Lesetext

◆ ◆ ◆ ◆ ◆ ◆ ◆

Roger Thiriet
Medienschaffender und Radio-Legende
Radiolegende und Publizist Roger Thiriet kramte in der Oberen Fabrik in seiner prall gefüllten Erinnerungskiste. Und fand dabei zahlreiche Anekdoten aus der Pionierzeit des Radios.
pm. Roger Thiriet wechselt kurzerhand zur Radiostimme über, als er wortgetreu die erste Ansage wiederholt, die er jemals über den Äther geschickt hat. Das war vor 44 Jahren im Studio Basel des Schweizer Radios. Danach habe er eine Stunde lang Musik ab Band gespielt, die «Absage» gemacht und zum Ende des Programms die Landeshymne aufgelegt. «Dann hat mir der Programmleiter auf die Schulter geklopft und gesagt, dass ich das künftig ganz alleine machen darf», erzählt Thiriet und ergänzt: «Das war nach einem halben Jahr Ausbildung. Kein Vergleich zu heute, wo oft schon am Mittag der erste Beitrag des Volontärs über den Sender geht.»
Es war ein an Anekdoten reicher Ausflug in die Vergangenheit, als der 64-jährige Basler Medienmann Roger Thiriet am Donnerstag Gast war im «Volksstimme»-Nachtcafé. Er, der später Kapitän des «Flaggschiffs» wurde und das Wunschkonzert von Radio DRS1 moderierte und der auch mit Legenden wie Heidi Abel oder Mäni Weber zusammengearbeitet hatte. «Ich habe mir das Hemd durchgeschwitzt, wenn ich wusste, dass ich um 16 Uhr Mäni Weber ansagen muss», erinnert sich Thiriet.

◆ ◆ ◆ ◆ ◆ ◆ ◆

Gespeicherte Einträge
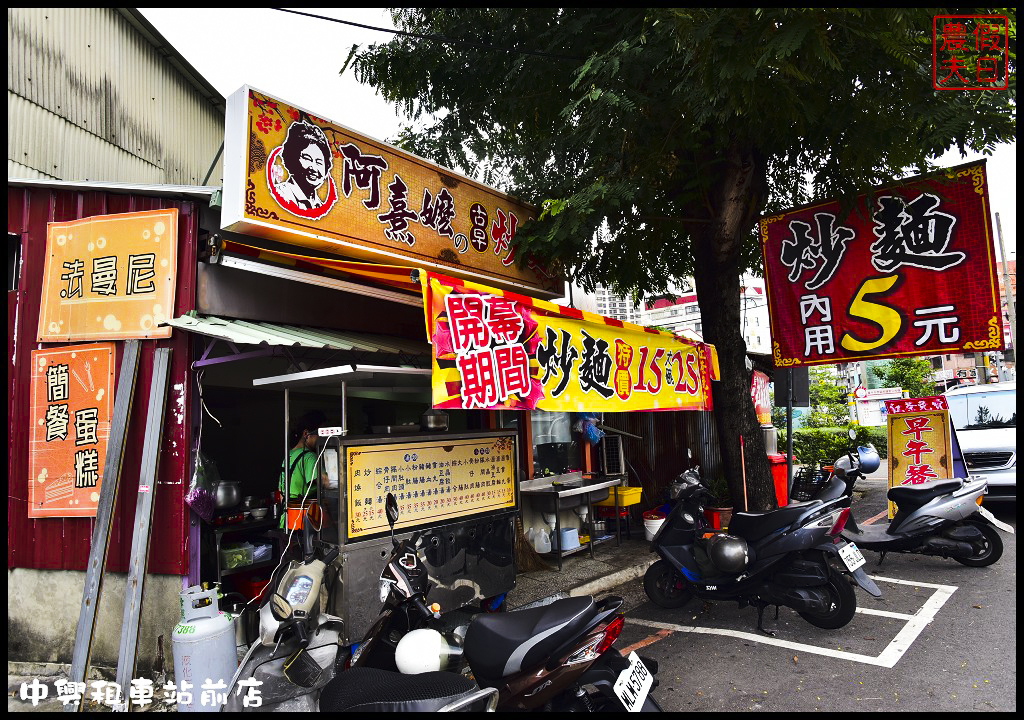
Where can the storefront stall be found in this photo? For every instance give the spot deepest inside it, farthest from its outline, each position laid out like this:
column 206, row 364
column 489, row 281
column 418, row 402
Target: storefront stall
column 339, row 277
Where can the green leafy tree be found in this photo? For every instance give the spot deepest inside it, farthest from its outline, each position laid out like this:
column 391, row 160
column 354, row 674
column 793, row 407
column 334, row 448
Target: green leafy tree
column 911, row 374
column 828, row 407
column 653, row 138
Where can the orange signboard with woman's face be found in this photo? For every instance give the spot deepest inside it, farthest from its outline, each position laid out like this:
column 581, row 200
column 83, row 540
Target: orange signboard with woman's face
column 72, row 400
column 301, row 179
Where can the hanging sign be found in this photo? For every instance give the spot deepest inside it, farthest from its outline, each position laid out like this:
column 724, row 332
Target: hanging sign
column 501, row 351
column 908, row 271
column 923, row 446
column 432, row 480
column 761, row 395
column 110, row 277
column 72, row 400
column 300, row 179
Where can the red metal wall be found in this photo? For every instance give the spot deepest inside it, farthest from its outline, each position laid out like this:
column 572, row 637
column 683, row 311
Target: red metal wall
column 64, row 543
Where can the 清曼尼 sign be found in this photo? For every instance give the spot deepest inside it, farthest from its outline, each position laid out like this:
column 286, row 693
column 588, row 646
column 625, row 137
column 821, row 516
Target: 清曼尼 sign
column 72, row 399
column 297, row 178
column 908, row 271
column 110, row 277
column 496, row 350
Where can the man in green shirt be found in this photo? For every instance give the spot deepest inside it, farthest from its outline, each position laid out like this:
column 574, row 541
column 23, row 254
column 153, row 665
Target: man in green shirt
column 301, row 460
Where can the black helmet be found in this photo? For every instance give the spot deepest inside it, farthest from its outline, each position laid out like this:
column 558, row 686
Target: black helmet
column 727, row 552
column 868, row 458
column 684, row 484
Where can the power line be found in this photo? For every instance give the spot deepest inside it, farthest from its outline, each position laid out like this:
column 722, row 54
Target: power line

◆ ◆ ◆ ◆ ◆ ◆ ◆

Bitte bearbeiten
1) Gib aus den Einträgen die Zeilen von der Zeile mit „Where can the man“ bis einschließlich der Zeile mit „column 684, row 484“ unverändert wieder.
2) Führe den Text über den Radiomann Roger Thiriet im Anschluss an seinen letzten Satz weiter.
Der Text und die Einträge haben nichts miteinander zu tun.

Ergebnisse
1)
Where can the man in green shirt be found in this photo? For every instance give the spot deepest inside it, farthest from its outline, each position laid out like this:
column 574, row 541
column 23, row 254
column 153, row 665
Target: man in green shirt
column 301, row 460
Where can the black helmet be found in this photo? For every instance give the spot deepest inside it, farthest from its outline, each position laid out like this:
column 558, row 686
Target: black helmet
column 727, row 552
column 868, row 458
column 684, row 484

2)
Tipp von Mäni Weber
Letzterem hatte Thiriet – der mit Radioklängen aufgewachsen war und deshalb auch nicht lange nach seinem Traumberuf suchen musste – schon während des Gymnasiums einen Brief geschrieben, um in der Branche Fuss zu fassen. Tatsächlich kam nach zwei Wochen ein Telefonanruf von Webers Sekretärin; der folgende Termin mündete in Webers Tipp, Thiriet solle seine Matur machen, studieren, während des Studiums erste praktische Erfahrungen sammeln und sich dann wieder melden. Thiriet hörte auf sein Idol und gelangte, statt wie vorgespurt ins Lehramt, tatsächlich in die Welt der Medien und das erst noch zu Pionierzeiten.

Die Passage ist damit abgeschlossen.